-- START Records for the task --
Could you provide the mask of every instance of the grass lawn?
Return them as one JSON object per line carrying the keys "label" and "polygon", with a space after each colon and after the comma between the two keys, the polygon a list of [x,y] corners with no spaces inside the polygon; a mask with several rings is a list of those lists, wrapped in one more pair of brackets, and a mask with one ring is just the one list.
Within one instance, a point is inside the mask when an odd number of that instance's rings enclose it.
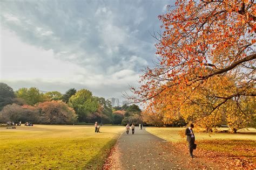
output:
{"label": "grass lawn", "polygon": [[[167,141],[186,143],[185,137],[179,134],[185,133],[185,128],[147,128],[146,130]],[[256,155],[256,129],[249,128],[249,131],[241,129],[238,133],[197,133],[196,143],[198,147],[210,151],[225,152],[238,156],[252,158]]]}
{"label": "grass lawn", "polygon": [[0,127],[0,169],[100,168],[123,126]]}

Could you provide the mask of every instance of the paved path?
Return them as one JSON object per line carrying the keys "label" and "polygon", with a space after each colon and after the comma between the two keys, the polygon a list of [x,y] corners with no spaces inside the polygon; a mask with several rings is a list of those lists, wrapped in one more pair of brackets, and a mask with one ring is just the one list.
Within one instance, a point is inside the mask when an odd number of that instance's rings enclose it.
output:
{"label": "paved path", "polygon": [[[125,128],[124,127],[124,128]],[[181,153],[167,147],[167,142],[147,132],[145,129],[135,129],[127,134],[124,132],[117,142],[113,151],[107,160],[104,169],[175,169],[211,168],[214,165],[191,159],[187,153]]]}

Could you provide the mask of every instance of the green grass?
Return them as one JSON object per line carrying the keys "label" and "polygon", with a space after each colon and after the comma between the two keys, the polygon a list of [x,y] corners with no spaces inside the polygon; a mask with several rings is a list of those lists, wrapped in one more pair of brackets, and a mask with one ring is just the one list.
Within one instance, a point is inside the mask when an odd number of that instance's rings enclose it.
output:
{"label": "green grass", "polygon": [[[185,128],[147,128],[146,130],[160,138],[174,143],[186,143]],[[209,151],[227,152],[238,156],[254,157],[256,154],[256,130],[241,129],[238,133],[197,133],[196,143],[198,147]],[[179,134],[183,134],[184,137]]]}
{"label": "green grass", "polygon": [[1,168],[100,168],[123,126],[43,125],[0,128]]}

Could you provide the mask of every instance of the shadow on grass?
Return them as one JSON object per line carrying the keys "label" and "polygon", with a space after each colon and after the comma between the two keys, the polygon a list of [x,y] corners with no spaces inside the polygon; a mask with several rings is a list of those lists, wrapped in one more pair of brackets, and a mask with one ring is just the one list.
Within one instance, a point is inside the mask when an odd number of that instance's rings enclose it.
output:
{"label": "shadow on grass", "polygon": [[102,169],[105,160],[107,158],[111,148],[114,146],[117,141],[117,139],[114,139],[106,143],[100,148],[100,151],[88,161],[83,169]]}

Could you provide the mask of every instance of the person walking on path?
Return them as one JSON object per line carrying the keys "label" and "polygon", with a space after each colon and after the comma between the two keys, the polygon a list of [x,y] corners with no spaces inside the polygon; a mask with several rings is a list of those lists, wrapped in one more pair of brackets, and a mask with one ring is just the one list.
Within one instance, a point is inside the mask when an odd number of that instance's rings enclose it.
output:
{"label": "person walking on path", "polygon": [[127,124],[126,126],[125,127],[125,129],[126,129],[126,133],[127,134],[129,134],[129,130],[130,130],[130,125],[129,124]]}
{"label": "person walking on path", "polygon": [[94,125],[95,126],[95,133],[97,132],[97,127],[98,126],[98,122],[95,122],[95,124]]}
{"label": "person walking on path", "polygon": [[132,134],[134,134],[134,128],[135,128],[134,125],[132,124],[131,128],[132,128]]}
{"label": "person walking on path", "polygon": [[188,142],[190,157],[194,158],[194,156],[193,155],[193,150],[194,149],[194,134],[193,132],[193,128],[194,128],[194,125],[193,124],[190,124],[190,126],[186,129],[185,134],[187,136],[187,141]]}

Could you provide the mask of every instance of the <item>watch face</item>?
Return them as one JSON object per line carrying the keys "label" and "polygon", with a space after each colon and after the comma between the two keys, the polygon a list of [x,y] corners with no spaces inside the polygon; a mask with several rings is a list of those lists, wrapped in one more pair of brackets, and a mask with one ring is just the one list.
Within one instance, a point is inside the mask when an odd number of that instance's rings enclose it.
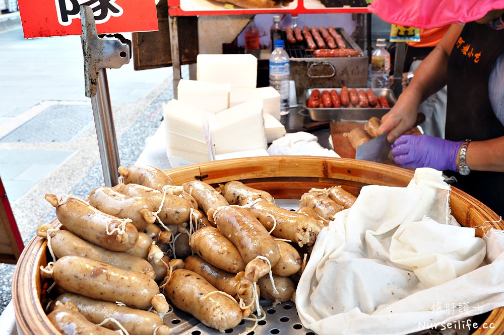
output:
{"label": "watch face", "polygon": [[467,176],[470,172],[471,172],[471,170],[469,170],[467,165],[459,170],[459,173],[462,176]]}

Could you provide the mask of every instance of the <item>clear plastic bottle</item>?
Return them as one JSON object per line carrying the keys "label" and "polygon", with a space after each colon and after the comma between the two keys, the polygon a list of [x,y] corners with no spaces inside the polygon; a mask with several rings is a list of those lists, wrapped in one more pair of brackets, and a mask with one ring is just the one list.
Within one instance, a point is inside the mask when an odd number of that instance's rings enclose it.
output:
{"label": "clear plastic bottle", "polygon": [[371,87],[373,88],[390,88],[390,54],[385,49],[386,45],[385,38],[376,39],[376,47],[371,55]]}
{"label": "clear plastic bottle", "polygon": [[270,86],[280,94],[280,115],[289,114],[289,85],[290,75],[289,55],[284,50],[283,40],[274,42],[275,49],[270,57]]}
{"label": "clear plastic bottle", "polygon": [[259,48],[259,29],[253,20],[245,30],[245,53],[250,53],[258,59],[261,54]]}

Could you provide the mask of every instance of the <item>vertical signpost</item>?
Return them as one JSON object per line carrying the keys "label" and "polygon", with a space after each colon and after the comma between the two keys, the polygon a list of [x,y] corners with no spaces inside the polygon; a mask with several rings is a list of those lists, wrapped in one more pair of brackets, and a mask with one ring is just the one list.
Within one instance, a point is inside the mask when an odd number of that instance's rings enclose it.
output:
{"label": "vertical signpost", "polygon": [[[91,98],[105,185],[117,184],[120,165],[106,68],[131,58],[118,32],[157,30],[153,0],[18,0],[26,38],[81,35],[85,92]],[[98,36],[106,35],[104,38]]]}

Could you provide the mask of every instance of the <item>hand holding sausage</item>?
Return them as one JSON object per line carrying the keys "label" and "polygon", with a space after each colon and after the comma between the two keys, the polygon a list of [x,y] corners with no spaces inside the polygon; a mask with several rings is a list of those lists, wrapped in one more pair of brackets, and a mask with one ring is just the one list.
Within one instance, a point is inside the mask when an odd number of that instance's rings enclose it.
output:
{"label": "hand holding sausage", "polygon": [[389,132],[387,139],[393,143],[400,136],[413,127],[416,121],[420,101],[409,98],[407,92],[399,96],[397,102],[390,111],[382,117],[382,125],[377,134]]}

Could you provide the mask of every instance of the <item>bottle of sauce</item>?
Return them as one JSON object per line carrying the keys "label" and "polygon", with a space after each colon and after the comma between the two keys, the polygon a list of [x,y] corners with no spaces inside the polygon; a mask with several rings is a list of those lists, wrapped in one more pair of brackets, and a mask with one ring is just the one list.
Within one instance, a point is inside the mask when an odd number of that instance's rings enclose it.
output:
{"label": "bottle of sauce", "polygon": [[245,30],[245,53],[250,53],[258,59],[261,53],[259,48],[259,29],[254,20]]}

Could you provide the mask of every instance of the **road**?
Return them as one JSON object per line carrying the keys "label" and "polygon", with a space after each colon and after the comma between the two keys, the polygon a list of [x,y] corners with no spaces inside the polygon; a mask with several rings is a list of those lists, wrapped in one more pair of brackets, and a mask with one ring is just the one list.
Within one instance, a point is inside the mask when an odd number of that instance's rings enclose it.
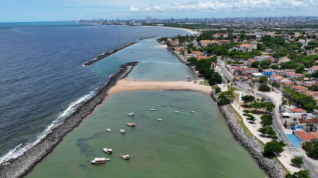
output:
{"label": "road", "polygon": [[[223,76],[225,78],[228,78],[231,83],[232,83],[233,86],[235,86],[236,88],[239,88],[240,90],[246,91],[246,89],[244,87],[242,87],[240,84],[239,85],[235,85],[234,82],[233,81],[233,76],[231,74],[228,72],[228,71],[223,67],[225,65],[225,62],[221,60],[218,60],[219,62],[220,63],[220,65],[219,67],[216,68],[217,71],[220,72],[221,71],[221,73],[223,74]],[[221,74],[221,73],[220,73]],[[248,91],[246,91],[248,92]],[[275,106],[277,106],[276,103],[276,101],[274,98],[272,97],[270,97],[264,94],[260,94],[258,93],[258,95],[260,96],[261,97],[264,98],[266,99],[266,101],[269,101],[268,99],[270,98],[271,101],[273,102],[273,104],[275,104]],[[279,99],[280,97],[279,98]],[[273,124],[272,126],[275,130],[276,133],[279,136],[279,141],[284,141],[285,143],[287,144],[286,148],[288,149],[289,150],[289,152],[292,154],[293,156],[303,156],[303,161],[304,162],[304,164],[302,165],[302,167],[304,169],[309,170],[310,172],[310,176],[311,177],[317,177],[318,178],[318,173],[315,169],[315,167],[312,165],[312,163],[309,162],[304,156],[304,154],[305,154],[304,151],[301,148],[298,148],[293,144],[292,142],[289,139],[289,138],[286,135],[284,130],[286,130],[286,128],[282,126],[280,124],[281,121],[280,121],[280,118],[279,117],[279,113],[278,112],[277,109],[274,108],[273,114]]]}

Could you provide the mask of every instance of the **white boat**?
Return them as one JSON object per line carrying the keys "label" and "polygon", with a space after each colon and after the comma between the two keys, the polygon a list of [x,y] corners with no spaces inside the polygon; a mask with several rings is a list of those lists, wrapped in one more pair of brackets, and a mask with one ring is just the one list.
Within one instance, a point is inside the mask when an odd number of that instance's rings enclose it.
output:
{"label": "white boat", "polygon": [[94,164],[104,164],[106,161],[109,161],[110,158],[95,158],[92,160],[90,160],[90,163]]}
{"label": "white boat", "polygon": [[108,154],[111,154],[113,152],[113,150],[111,148],[104,148],[103,149],[103,150],[104,150],[104,151],[105,151],[105,152],[108,153]]}
{"label": "white boat", "polygon": [[135,123],[127,122],[127,125],[130,126],[131,127],[134,127],[136,124],[135,124]]}
{"label": "white boat", "polygon": [[130,156],[129,155],[120,155],[120,157],[123,159],[129,159],[129,158],[130,158]]}

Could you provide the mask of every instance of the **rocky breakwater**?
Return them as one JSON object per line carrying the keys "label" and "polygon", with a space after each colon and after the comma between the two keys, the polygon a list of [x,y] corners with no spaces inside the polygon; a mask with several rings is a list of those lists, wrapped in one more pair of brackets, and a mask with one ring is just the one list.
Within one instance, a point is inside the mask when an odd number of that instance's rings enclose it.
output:
{"label": "rocky breakwater", "polygon": [[95,59],[93,59],[92,60],[91,60],[91,61],[87,62],[86,63],[84,64],[84,66],[90,65],[92,64],[97,62],[97,61],[100,61],[100,60],[102,60],[102,59],[104,59],[104,58],[106,58],[106,57],[107,57],[108,56],[109,56],[112,55],[113,54],[115,54],[115,53],[117,53],[117,52],[118,52],[118,51],[120,51],[120,50],[122,50],[122,49],[123,49],[124,48],[127,48],[128,47],[130,47],[131,46],[132,46],[132,45],[134,45],[135,43],[137,43],[137,42],[130,42],[130,43],[127,44],[127,45],[125,45],[123,46],[122,47],[121,47],[120,48],[117,48],[117,49],[116,49],[116,50],[115,50],[114,51],[111,51],[110,52],[107,52],[107,53],[105,53],[102,54],[98,56],[98,57],[97,57]]}
{"label": "rocky breakwater", "polygon": [[[215,101],[218,102],[217,96],[214,93],[211,94],[211,97]],[[281,166],[275,160],[264,157],[262,154],[264,151],[263,146],[256,140],[255,137],[248,137],[245,134],[238,122],[237,114],[234,113],[228,105],[218,105],[218,107],[235,139],[249,152],[260,167],[271,177],[283,177]]]}
{"label": "rocky breakwater", "polygon": [[2,164],[0,165],[0,177],[22,177],[31,171],[37,163],[62,141],[64,136],[79,125],[96,106],[103,102],[109,89],[114,86],[117,81],[125,77],[137,64],[138,62],[135,62],[120,66],[118,72],[111,77],[109,81],[96,96],[78,108],[62,124],[53,129],[51,132],[22,155]]}

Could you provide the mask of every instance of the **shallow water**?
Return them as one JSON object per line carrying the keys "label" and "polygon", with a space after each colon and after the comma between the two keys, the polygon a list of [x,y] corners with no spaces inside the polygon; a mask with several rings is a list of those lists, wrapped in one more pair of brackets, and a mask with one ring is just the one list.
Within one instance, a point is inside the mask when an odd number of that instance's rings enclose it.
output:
-- END Records for the task --
What to produce: Reproduce the lines word for word, starting at the one holding "Could you provide the mask of every instance of the **shallow" and ending at the final line of the material above.

Answer in full:
Could you provide the mask of every instance of the **shallow water**?
Return them as one JSON object per line carrying the keys "label" and "polygon", with a space after each colon and after the comma between the two keys, the polygon a list of [x,y] corners with no spaces inside the polygon; a mask with several rings is a list of those lists, wrapped in one more pair of brackets, and a mask with one ring is just the one list.
Within one instance, a point is inside the mask when an odd number of that instance's rings enclose it.
output:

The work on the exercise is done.